- _EXTRACT TO READ_:
Disclaimer: Simple circuits and even a lot of complex ones are doable just with knowledge about circuits. However, complex circuits can and often do require math knowledge. There are components that use trigonometry, complex flow control components that can operate differently based on conditions, and component combinations to use tons of arithmetic to get the desired result. Be ready!

Preface: Tools

To make any circuit, you'll need a few special tools. These all spawn in the circuit lab at roundstart, and more can be made with a protolathe once they're unlocked through R&D.

• Integrated Circuit Printer: Your essential tool for creating circuits. It consumes metal to print out assemblies and components, and can recycle those components and assemblies back into itself for metal.
• Circuit Wirer: Used to link parts together (as well as unlink them) to tell the machine how to function.
• Circuit Debugger: Used to change values directly, as well as to directly "pulse" inputs to activate them. Can write a single value multiple times, unlike a multitool.
• Circuit Analyzer: Can be used on any assembly to get a code that allows you to clone that circuit in a printer with the cloning upgarde.
• Assembly Detailer: Used to change the color of an assembly, for aesthetic purposes.
• Multitool: A slimmed-down combination of the wirer and the debugger. It can write values, pulse inputs, and wire pins together.
• Screwdriver: Lets you open and close the maintenance panel on assemblies. You should probably do this unless you want people to starts yanking pieces out and undoing tons of work.
• Wrench: Lets you anchor down assemblies so that they can't be picked up and moved around. Obviously, this doesn't work on drones.

This guide will assume you have all of these tools handy (except maybe the multitool.) Keep in mind that you can also print out wirers, debuggers, and analyzers from any circuit printer with metal.

Circuits are inherently complex. Really complex. Each part in a machine serves a specific purpose and communicates with other parts in various ways to do it, and circuits are designed in such a way that making a machine is also a matter of finding the most efficient way to do that so as to conserve space in the assembly. Here's a basic rundown of how it all works:

Fundamentals, Part I: Hardware, Space, and Complexity

Assemblies are what house machine components. Without an assembly, there is no machine. Every assembly also requires a power cell in order to power its components. The circuitry lab spawns with four by default, but more can be made from an autolathe (which is handily also inside the circuitry lab!) Other than power, there are two variables every assembly has:

• Space is the total amount of components that can fit in an assembly
• Complexity is the overall "complexity" score of the machine, which varies based on which components are added

Each component you insert takes up one point of space; there are no exceptions or deviations from this. However, every component also has a complexity score, depending largely on what it does. For instance, screens are very basic since they only serve one purpose - to display information - and so they only have a complexity score of 1, but integrated hypo-injectors inject, draw, and move reagents around. Because those are complex and serve many more functions, it has a complexity score of 20.

Making your circuits effectively is a matter of making the most use out of the complexity available to you, though space is very rarely a concern. The amount of complexity and space depends on the type of assembly, of which there are four:

• Assemblies are small-sized, and have a max space of 25 and max complexity of 75
• Mechanisms are normal-sized, and have a max space of 50 and max complexity of 150
• Machines are bulky-sized, and have a max space of 100 and max complexity of 300
• Drones are bulky-sized, and have a max space of 75 and max complexity of 225, but are the only assemblies that can move autonomously.

- _TASK DIRECTIONS_: Extend the guide to building circuits, picking up right after its last sentence.

- _SUPPLIED ENTRIES_:
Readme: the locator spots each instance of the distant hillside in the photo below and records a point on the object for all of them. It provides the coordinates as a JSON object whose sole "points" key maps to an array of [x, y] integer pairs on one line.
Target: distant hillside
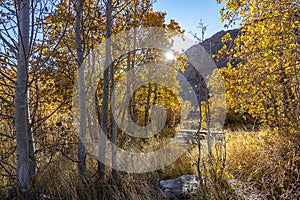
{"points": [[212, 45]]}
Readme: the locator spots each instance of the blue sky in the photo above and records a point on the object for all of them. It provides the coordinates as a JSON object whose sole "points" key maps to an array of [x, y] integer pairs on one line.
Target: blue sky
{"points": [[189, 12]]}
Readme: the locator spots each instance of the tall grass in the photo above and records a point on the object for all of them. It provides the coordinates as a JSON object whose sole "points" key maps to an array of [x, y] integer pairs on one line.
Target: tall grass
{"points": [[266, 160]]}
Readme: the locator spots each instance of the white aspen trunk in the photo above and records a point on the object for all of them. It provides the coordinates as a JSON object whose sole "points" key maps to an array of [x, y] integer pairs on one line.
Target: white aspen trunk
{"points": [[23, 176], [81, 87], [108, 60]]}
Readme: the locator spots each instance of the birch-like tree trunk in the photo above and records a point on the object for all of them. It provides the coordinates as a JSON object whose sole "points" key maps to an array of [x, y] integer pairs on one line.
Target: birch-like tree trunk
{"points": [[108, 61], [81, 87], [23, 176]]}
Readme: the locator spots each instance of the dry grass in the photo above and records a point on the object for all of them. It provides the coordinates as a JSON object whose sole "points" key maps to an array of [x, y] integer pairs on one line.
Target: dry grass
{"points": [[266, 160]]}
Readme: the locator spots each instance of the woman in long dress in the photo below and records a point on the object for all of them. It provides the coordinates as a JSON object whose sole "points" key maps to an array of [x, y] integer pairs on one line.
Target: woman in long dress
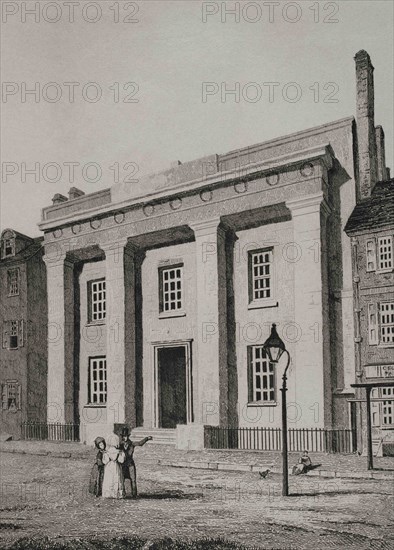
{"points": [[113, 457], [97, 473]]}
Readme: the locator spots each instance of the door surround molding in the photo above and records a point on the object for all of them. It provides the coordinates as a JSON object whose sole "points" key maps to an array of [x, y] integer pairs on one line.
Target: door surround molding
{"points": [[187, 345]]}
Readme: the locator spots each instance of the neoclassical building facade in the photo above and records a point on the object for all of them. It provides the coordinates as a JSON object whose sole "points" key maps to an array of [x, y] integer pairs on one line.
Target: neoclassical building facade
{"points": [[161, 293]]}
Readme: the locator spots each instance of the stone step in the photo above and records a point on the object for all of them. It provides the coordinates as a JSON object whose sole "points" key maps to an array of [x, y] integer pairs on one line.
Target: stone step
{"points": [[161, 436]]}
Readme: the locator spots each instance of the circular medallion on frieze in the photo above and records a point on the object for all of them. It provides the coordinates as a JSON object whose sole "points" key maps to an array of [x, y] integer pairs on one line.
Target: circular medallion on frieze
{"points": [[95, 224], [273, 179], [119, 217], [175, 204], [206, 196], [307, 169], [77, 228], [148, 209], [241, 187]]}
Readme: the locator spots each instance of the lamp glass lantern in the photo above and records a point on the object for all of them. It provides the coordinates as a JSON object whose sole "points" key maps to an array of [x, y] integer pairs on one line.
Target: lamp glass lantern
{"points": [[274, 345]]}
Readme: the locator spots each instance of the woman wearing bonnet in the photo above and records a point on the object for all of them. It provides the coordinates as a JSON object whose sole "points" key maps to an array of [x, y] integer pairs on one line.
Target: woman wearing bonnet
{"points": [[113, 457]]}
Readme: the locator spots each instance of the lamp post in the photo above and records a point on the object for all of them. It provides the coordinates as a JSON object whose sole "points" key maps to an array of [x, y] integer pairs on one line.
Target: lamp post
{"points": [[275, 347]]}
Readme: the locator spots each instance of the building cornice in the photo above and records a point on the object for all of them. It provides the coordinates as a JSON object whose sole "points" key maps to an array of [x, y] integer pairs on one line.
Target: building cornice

- _ANSWER TO THIS TASK_:
• Wall-mounted Assemblies come in three sizes corresponding to each of the three sizes of immobile assemblies, as the name implies, they can also be attached to walls.

Very simple designs, like flashlights or translators, can typically fit into assemblies. More complex ones, like blood draw kits, are usually mechanisms, and the most powerful designs are only capable of fitting into machines. Drones are more niche, but open up a huge amount of possibilities due to their ability to move.

Assemblies have different "types", such as type-a, type-b, and so on. The only difference between these is cosmetic, and they all have the same attributes regardless of which "type" you choose you use.

Fundamentals, Part II: Components, Pins, and Data Values

Components, or circuits (yes, it's confusing) are the parts of a machine that make it tick. They handle everything the machine does, from storing reagents to passive recharging to holding and throwing items. As mentioned in Part I, each component has a complexity value, which you can see by examining that component.

Components are created from a circuit printer. Many, however, are unavailable by default, and need an upgrade disk installed in order to print them. You can get the disk from the science protolathe after researching advanced data theory. You can recycle components back into the printer by hitting the printer with that component. Additionally, if you have an assembly full of components, you can quickly recycle all of them by hitting the printer with the assembly as long as the assembly's maintenance panel is open. After a short delay, this will start shaking out all the components into the printer, and once they're all gone, you can also recycle the assembly itself for a full metal refund.

To communicate with the rest of the machine, components use pins. Pins are connected to other pins using a circuit wirer, either in the same component or in another component in the same machine, and are used to pass information through activation pulses. In short, they're the guts of your machines.

There are three types of pins:

Inputs store info on how the component operates. This might be how many reagents to inject, or how much power to transfer.

Outputs store info gained when the component does an operation, and are used as inputs in other components.

Activators tell the component to do certain things, like calculate how two values compare.

A circuit wirer is used to link pins together. By clicking on the name of a pin, you store that pin's data, and you can click on another pin to link those two pins, which will cause them to share values. You can also use the circuit wirer in your hand to switch between "wire" and "unwire" modes; in unwire, it works in reverse, by unlinking two pins that are already linked.

How different pins can be linked depends on the data type they use. There are several data types: String, Number, Ref, List, Bool, and null.

   “This is a string.”
   98.5
   the crowbar [Ref]
   list[2](("hydroponics tray"),("soil"))
   TRUE
   null

• Strings are text. They hold words, sentences, and the whole shebang. Numbers in a string are treated like letters.
• Numbers are numbers.
• Ref is shorthand for "reference" and points to a specific object in the game world.
• Lists can hold multiple data values of any other kind, like two strings or two numbers. They can also be interchanged, so you can have one string and one number.
• Bools are either TRUE (yes) or FALSE (no). The debugger doesn't have a bool function, and instead uses number assignments; 0 for FALSE, and 1 for TRUE.
• Null values point to nothing. It means that the value hasn't been set, or that it isn't being acquired correctly.

There are certain circuits to transform data values into other types; for instance, a "number to string" component will input a number and, when pulsed, output that number as a string.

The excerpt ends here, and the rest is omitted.